El enigma es tan abstruso que la explicación evidente podría ser la de que es una farsa, una acumulación de signos sin sentido; la obra de un bromista que en su día se tomó su tiempo y aplicó una gran habilidad y conocimiento en confeccionar una gran mentira. Sería, pues, una más de las grandes farsas como lo fueron, en distintas épocas El Hombre de Piltdown (de autoría confesa y, aún así, discutida), Los Protocolos de los Sabios de Sión (obra de la Ojrana, la policía secreta zarista, para difamar a los judíos), El gigante de Cardiff (que el estanquero George Hull mandó tallar en yeso) o Los diarios de Hitler (escritos por Konrad Kujau en los 80 para la revista Stern).

Información registrada:
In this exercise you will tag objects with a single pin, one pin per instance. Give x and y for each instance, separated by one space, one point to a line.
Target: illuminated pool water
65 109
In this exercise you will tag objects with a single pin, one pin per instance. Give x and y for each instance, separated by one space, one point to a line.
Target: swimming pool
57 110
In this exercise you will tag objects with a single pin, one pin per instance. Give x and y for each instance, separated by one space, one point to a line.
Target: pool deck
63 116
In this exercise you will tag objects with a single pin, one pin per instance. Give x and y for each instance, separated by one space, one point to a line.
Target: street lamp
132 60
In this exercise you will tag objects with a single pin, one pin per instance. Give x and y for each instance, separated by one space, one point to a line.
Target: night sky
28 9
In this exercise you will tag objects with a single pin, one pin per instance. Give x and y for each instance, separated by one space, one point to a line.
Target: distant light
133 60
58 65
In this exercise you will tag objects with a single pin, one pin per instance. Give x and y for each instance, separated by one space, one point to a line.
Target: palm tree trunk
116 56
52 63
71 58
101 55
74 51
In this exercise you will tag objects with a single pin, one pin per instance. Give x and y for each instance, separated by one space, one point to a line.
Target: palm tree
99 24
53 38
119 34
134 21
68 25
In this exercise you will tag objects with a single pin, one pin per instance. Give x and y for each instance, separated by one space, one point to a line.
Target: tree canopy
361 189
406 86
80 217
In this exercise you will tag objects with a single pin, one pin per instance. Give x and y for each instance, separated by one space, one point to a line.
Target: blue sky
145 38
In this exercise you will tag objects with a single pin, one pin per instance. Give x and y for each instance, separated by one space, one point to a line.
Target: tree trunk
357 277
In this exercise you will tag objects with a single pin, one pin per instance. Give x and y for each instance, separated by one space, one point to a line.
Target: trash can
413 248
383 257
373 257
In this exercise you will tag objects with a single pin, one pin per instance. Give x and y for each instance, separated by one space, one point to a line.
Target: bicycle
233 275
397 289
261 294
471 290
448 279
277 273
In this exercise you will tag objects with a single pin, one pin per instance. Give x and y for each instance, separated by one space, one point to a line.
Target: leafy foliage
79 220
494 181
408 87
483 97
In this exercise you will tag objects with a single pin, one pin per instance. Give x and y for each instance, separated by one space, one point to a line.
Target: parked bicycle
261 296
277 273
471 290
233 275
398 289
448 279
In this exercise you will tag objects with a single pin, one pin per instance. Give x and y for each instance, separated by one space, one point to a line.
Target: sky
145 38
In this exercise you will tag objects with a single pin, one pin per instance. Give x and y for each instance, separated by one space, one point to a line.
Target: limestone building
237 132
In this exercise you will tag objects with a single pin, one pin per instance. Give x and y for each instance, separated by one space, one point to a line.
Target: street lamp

Objetivo del ejercicio:
¿Puedes continuar el texto sobre el enigma a partir de su última frase? Los registros no guardan ninguna relación con el texto sobre el enigma.

Resultado:
El primer propietario conocido fue un oscuro alquimista de Praga. Fue adquirido después por Rodolfo II de Bohemia por 600 ducados de oro. En la corte se creía que el autor era el franciscano Roger Bacon (1214- 1294) porque, al parecer, fue adquirida de  un tal John Dee, matemático y astrólogo inglés que tenía como colaborador a otro alquimista llamado Edward Kelly que presumía de ser capaz de transformar oro en cobre usando polvos mágicos que había encontrado en la tumba de un obispo de Gales, así como la capacidad de hablar con los ángeles en un idioma que él llamaba enoquiano por ser, según el espabilado alquimista, la lengua de Enoc, el padre de Matusalén –conversaciones que el colega Dee copiaba y transcribía-… Tras muchos otros aconteceres, el lituano Wilfrid Voynich lo compró en 1912 en Roma al Colegio Romano junto con otros 30 manuscritos y el siguiente propietario, el anticuario neoyorquino H.P. Kraus, lo donó a Yale en 1969.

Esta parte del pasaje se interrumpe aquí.